ACTIVITY: Output a character-exact copy of the data, images removed.

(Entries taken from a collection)
^^^^^^^^

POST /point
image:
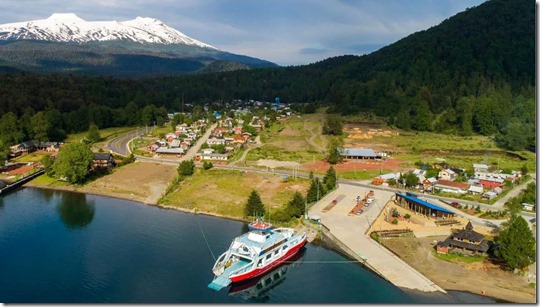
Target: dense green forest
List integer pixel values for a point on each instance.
(473, 73)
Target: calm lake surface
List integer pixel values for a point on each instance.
(65, 247)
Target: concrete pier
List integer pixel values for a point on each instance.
(351, 231)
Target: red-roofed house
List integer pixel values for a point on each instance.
(239, 139)
(488, 185)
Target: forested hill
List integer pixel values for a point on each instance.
(473, 73)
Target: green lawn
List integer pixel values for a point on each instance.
(106, 134)
(458, 151)
(31, 157)
(456, 258)
(293, 139)
(225, 192)
(48, 181)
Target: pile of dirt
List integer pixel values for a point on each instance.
(483, 278)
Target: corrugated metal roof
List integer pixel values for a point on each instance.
(424, 203)
(358, 152)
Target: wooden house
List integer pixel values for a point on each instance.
(103, 161)
(466, 241)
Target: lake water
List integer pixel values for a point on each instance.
(65, 247)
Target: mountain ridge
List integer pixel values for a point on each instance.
(143, 46)
(68, 27)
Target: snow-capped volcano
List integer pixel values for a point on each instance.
(68, 27)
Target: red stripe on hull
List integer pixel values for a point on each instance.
(259, 271)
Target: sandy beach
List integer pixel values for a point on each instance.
(147, 183)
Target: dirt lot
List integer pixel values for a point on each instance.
(144, 182)
(139, 181)
(352, 165)
(226, 192)
(481, 278)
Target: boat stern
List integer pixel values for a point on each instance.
(219, 283)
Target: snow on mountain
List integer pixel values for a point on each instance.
(68, 27)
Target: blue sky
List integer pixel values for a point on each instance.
(286, 32)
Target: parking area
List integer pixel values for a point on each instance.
(351, 231)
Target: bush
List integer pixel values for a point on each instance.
(128, 159)
(207, 165)
(281, 216)
(375, 237)
(186, 168)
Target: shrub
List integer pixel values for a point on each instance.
(374, 236)
(207, 165)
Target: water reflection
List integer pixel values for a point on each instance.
(258, 289)
(74, 210)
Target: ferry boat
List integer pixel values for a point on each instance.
(255, 253)
(259, 287)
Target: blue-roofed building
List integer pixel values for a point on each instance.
(359, 153)
(412, 202)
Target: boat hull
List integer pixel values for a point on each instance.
(259, 271)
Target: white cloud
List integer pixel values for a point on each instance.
(282, 31)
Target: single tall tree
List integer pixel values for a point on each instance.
(297, 205)
(516, 243)
(330, 178)
(73, 162)
(93, 134)
(314, 192)
(10, 129)
(333, 155)
(254, 205)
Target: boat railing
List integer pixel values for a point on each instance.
(219, 262)
(241, 269)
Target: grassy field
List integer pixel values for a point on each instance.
(31, 157)
(458, 151)
(296, 139)
(48, 181)
(225, 192)
(455, 258)
(106, 134)
(362, 175)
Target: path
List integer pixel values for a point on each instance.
(119, 144)
(314, 134)
(513, 193)
(258, 143)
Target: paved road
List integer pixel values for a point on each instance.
(351, 230)
(119, 144)
(188, 156)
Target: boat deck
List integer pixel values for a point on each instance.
(223, 280)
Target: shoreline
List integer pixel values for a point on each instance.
(336, 245)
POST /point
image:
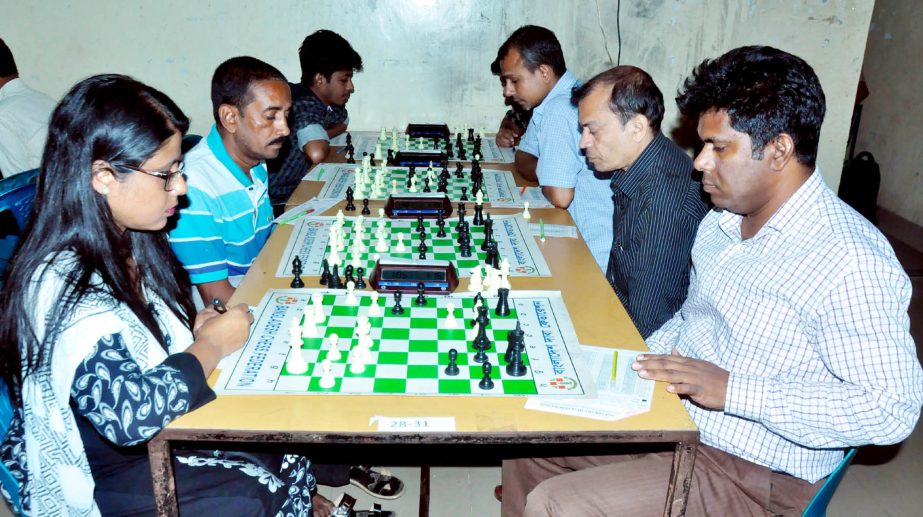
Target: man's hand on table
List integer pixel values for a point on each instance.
(701, 381)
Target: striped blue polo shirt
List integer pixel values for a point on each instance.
(228, 217)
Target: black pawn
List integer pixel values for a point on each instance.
(420, 301)
(325, 272)
(503, 302)
(297, 282)
(335, 281)
(516, 367)
(350, 206)
(397, 308)
(452, 368)
(486, 382)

^^^^^^^^

OUTPUT FOR THIS TASK:
POST /point
image:
Target: dense green forest
List integer pixel values for a point on each instance.
(473, 73)
Target: calm lake surface
List integer pixel values for a point on each instance.
(65, 247)
Target: concrete pier
List integer pixel values for a point on each instance.
(351, 231)
Target: red-roofed house
List integer pixel values for a point on each instance.
(239, 139)
(488, 185)
Target: forested hill
List integer pixel values for a point on each instance.
(473, 73)
Target: green lawn
List integer pixel values for a point on each instance.
(106, 134)
(458, 151)
(31, 157)
(456, 258)
(293, 139)
(225, 192)
(48, 181)
Target: pile of dirt
List integer pixel values for a point on each instance.
(483, 278)
Target: corrugated metal roof
List integer pixel values for a point on each instance.
(424, 203)
(358, 152)
Target: wooden house
List integer pixel values for a point on each instance.
(103, 161)
(466, 241)
Target: lake water
List integer pixel values for a point on each instance.
(65, 247)
Target: mountain ridge
List integer pixel values for a point on each instance.
(143, 46)
(68, 27)
Target: snow-capped volcano
List integer pixel values for a point on each instance.
(68, 27)
Target: red stripe on hull
List integer pixel values for a point on each instance.
(259, 271)
Target: sandy beach
List integer pixel values for a point on each instance.
(147, 183)
Target: dirt lot
List integer pixel values for a point on each instance.
(144, 182)
(139, 181)
(352, 165)
(226, 192)
(481, 278)
Target: boat stern
List integer pixel values for a point on each instance.
(219, 283)
Target: snow on mountain
List integer pixel values for a point on each instance.
(68, 27)
Target: blue sky
List integer pixel values for a point on each instance.
(286, 32)
Target: parking area
List integer pixel values for a point on each instance.
(351, 231)
Target: bush
List integer pixel values for a point on each instance.
(128, 159)
(207, 165)
(281, 216)
(375, 237)
(186, 168)
Target: shrub
List integer pixel values for a point on each instance.
(374, 236)
(207, 165)
Target: water reflection
List integer pixel values for a point on each instance.
(258, 289)
(74, 210)
Target: ferry boat
List integer pixel values for a point on each instance.
(255, 253)
(259, 287)
Target: blue-roofed building
List integer pixel values for a point on each instance.
(359, 153)
(412, 202)
Target: boat hull
List integer pixel values for a point on each instance.
(259, 271)
Target: white cloud
List integer pixel values for a point on each instance.
(282, 31)
Target: single tall tree
List integer pixel values for a point on each instance.
(297, 205)
(516, 243)
(330, 178)
(73, 162)
(93, 134)
(314, 192)
(10, 129)
(333, 155)
(254, 205)
Target: boat railing
List integer pixel values for a point on each instance.
(219, 262)
(241, 269)
Target: grassy field
List integer pixel values for a point on each instance.
(31, 157)
(458, 151)
(296, 139)
(48, 181)
(225, 192)
(455, 258)
(106, 134)
(362, 175)
Target: path
List integer pixel values for a point on each instance.
(119, 144)
(314, 134)
(513, 193)
(258, 143)
Target: paved road
List integer pixel values for a point on each instance.
(351, 230)
(119, 144)
(188, 156)
Target: boat deck
List integer pixel values for a point on each instance.
(223, 280)
Target: shoreline
List integer pixel values for a point on each instance.
(336, 245)
POST /point
image:
Target: man's hand on table
List integer pixel values for a point on each instance.
(701, 381)
Target: striped blue polo shirt
List integer pixel values for a point on each instance.
(228, 217)
Target: black pawn
List integer pixel values for a point on each instance.
(420, 301)
(325, 272)
(503, 302)
(297, 282)
(335, 281)
(516, 367)
(350, 206)
(397, 308)
(452, 368)
(486, 382)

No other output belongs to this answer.